── Lesetext ──
Die Klägerin ist seit dem Jahr 2009 bei der Beklagten, einem Unternehmen der Druckindustrie, als „Abrufkraft Helferin Einlage“ tätig. Die Dauer der wöchentlichen Arbeitszeit war arbeitsvertraglich nicht geregelt. Wie die übrigen auf Abruf beschäftigten Arbeitnehmer wurde die Klägerin bei Bedarf in unterschiedlichem zeitlichen Umfang zur Arbeit herangezogen. Für die Jahre 2017 bis 2019, in denen die Klägerin ihren Berechnungen zufolge durchschnittlich 103,2 Stunden monatlich abgerufen wurde, machte sie geltend, dass dies ihre zu vergütende Arbeitszeit sei. Nachdem sie ab dem Jahr 2020 im geringeren Zeitumfang eingesetzt wurde, verlangte sie nunmehr von der Beklagten eine Nachzahlung wegen Annahmeverzugs.
───
── Rohdaten ──
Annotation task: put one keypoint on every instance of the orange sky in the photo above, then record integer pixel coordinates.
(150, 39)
───
• **Zu erledigen**
- a) Gib den Absatz des Lesetextes, der mit „Die Klägerin ist seit“ beginnt, in kürzerer Form wieder und behalte dabei seine wesentlichen Fakten bei.
- b) Schreib bitte aus dem Lesetext die Stelle von „Die Klägerin ist“ bis einschließlich „Nachzahlung wegen Annahmeverzugs.“ wortgetreu ab.
Die Auflistung spielt hierfür keine Rolle.

• **Lösungen**
- a) Die Klägerin arbeitet seit 2009 als „Abrufkraft Helferin Einlage“ bei der Beklagten, einem Unternehmen der Druckindustrie. Eine wöchentliche Arbeitszeit war vertraglich nicht festgelegt, und sie wurde wie die anderen Abrufkräfte je nach Bedarf in wechselndem Umfang eingesetzt. Für 2017 bis 2019 wurde sie nach eigener Berechnung durchschnittlich 103,2 Stunden im Monat abgerufen und machte geltend, dies sei ihre zu vergütende Arbeitszeit. Da sie ab 2020 weniger eingesetzt wurde, verlangte sie von der Beklagten eine Nachzahlung wegen Annahmeverzugs.

- b)
Die Klägerin ist seit dem Jahr 2009 bei der Beklagten, einem Unternehmen der Druckindustrie, als „Abrufkraft Helferin Einlage“ tätig. Die Dauer der wöchentlichen Arbeitszeit war arbeitsvertraglich nicht geregelt. Wie die übrigen auf Abruf beschäftigten Arbeitnehmer wurde die Klägerin bei Bedarf in unterschiedlichem zeitlichen Umfang zur Arbeit herangezogen. Für die Jahre 2017 bis 2019, in denen die Klägerin ihren Berechnungen zufolge durchschnittlich 103,2 Stunden monatlich abgerufen wurde, machte sie geltend, dass dies ihre zu vergütende Arbeitszeit sei. Nachdem sie ab dem Jahr 2020 im geringeren Zeitumfang eingesetzt wurde, verlangte sie nunmehr von der Beklagten eine Nachzahlung wegen Annahmeverzugs.